**Passage to read**.

— START —

DataFrames use operators (i.e. ===), and can also be registered as temporary SQL tables and queried using SQL.
Example code:
ctx = new HiveContext()
users = ctx.table(“users”)
young = users.where(users(“age” < 21)
println(young.count())
SparkSQL: Data Model
SparkSQL uses a nested data model based on HIVE. It supports different data types, which allows for modelling data from HIVE, RDBMS, JSON, and native objects in JAVA/Python/Scala.
Advantages of DataFrames over Relational Query Languages
- Code can be rewritten in different languages and benefit from optimisations across the whole logical plan.
- Programmers can use control structures (if, loops)
- Logical plan is analysed eagerly although query results are computed lazily. SparkSQL reports an error as soon as the user types an invalid line of code.
SparkSQL: Querying Native Datasets
SparkSQL infers the schema of the native objects of a programming language automatically. This allows running relational operations on existing Spark programmes, and combines RDD’s with external structured data.
SparkSQL: Catalyst
It’s a query optimiser built on Scala, uses Scala’s pattern matching features, and represents Abstract Syntax Trees (AST’s) and applies rules to manipulate them.
Example code:
tree.transform{
case Add(Literal(c1), Literal(c2)) -> Literal(c1+c2)
}

— END —

Render this sentence from the SparkSQL notes into Spanish: "SparkSQL infers the schema of the native objects of a programming language automatically."

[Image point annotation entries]

— START —

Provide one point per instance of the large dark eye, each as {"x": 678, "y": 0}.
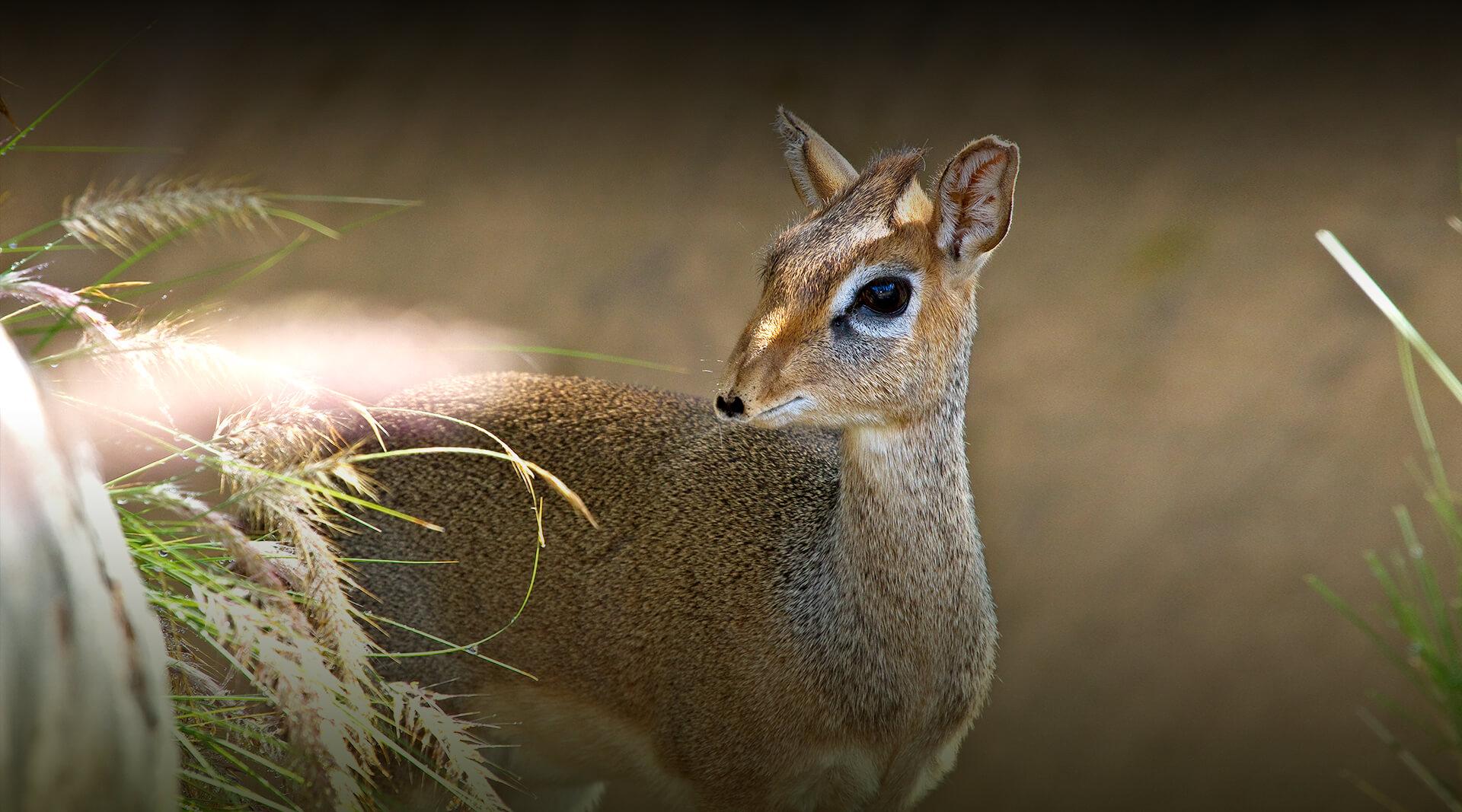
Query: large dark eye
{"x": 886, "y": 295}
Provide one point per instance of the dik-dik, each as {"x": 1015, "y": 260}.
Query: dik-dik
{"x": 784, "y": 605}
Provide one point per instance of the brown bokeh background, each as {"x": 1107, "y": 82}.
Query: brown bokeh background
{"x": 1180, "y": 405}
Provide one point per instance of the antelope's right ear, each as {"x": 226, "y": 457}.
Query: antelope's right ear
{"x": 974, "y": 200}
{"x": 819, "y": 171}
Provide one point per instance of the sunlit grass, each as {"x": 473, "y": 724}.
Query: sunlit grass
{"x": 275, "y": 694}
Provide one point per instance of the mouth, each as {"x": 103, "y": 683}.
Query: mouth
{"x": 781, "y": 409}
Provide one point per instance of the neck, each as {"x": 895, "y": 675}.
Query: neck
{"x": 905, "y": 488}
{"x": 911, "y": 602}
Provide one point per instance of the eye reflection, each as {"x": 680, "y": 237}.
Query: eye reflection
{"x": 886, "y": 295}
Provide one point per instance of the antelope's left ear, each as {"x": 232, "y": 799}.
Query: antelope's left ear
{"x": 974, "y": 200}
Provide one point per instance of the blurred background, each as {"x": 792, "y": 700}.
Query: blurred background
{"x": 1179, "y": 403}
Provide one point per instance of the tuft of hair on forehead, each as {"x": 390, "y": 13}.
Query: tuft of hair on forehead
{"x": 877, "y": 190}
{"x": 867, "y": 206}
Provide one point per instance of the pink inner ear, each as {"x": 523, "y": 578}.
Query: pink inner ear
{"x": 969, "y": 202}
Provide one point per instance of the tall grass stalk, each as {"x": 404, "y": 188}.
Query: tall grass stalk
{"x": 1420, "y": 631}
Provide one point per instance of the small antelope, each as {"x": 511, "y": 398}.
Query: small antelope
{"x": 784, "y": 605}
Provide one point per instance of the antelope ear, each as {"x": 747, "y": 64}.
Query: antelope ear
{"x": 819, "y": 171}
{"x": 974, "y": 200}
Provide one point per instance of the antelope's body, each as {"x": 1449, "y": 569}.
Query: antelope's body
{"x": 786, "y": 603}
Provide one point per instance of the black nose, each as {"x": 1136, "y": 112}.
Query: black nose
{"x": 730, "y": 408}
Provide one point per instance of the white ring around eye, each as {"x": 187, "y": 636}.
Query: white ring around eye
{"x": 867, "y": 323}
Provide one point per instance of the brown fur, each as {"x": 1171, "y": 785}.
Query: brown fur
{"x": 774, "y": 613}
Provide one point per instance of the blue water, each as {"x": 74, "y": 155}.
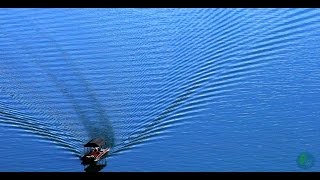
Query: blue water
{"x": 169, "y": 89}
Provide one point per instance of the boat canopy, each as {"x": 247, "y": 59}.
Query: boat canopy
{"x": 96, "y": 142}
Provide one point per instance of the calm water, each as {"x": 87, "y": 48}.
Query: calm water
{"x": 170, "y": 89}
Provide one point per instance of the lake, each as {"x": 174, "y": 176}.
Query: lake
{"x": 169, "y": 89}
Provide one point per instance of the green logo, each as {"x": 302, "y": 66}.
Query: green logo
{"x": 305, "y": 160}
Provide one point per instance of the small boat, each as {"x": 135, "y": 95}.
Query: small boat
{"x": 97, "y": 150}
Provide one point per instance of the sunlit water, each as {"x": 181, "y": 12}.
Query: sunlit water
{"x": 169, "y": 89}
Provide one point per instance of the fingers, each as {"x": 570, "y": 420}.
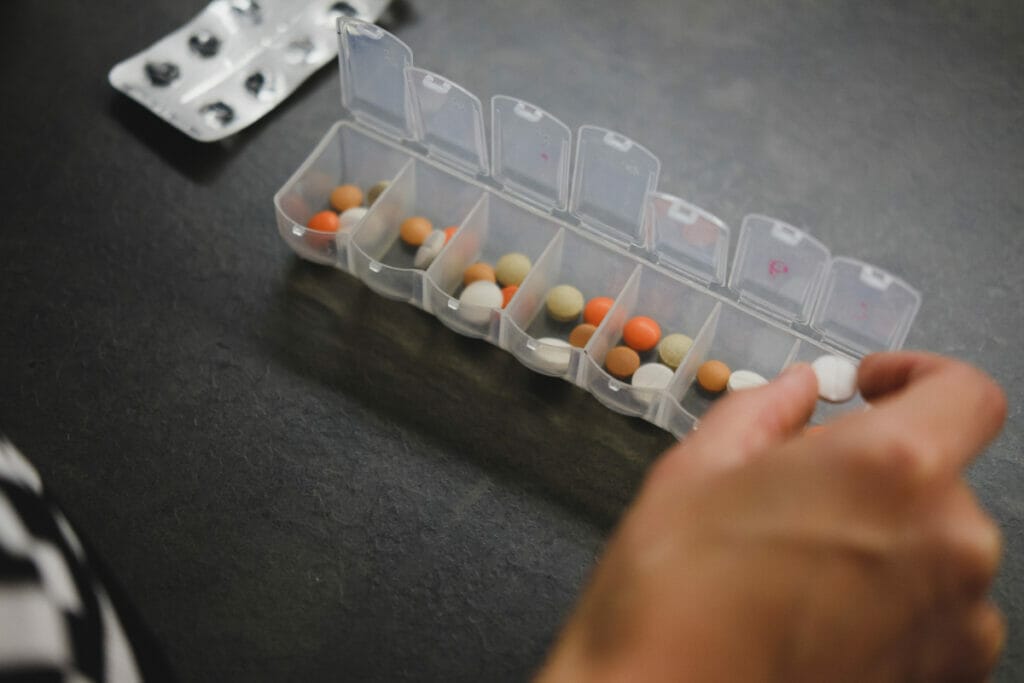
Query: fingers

— END —

**Response**.
SparkSQL infiere automáticamente el esquema de los objetos nativos de un lenguaje de programación.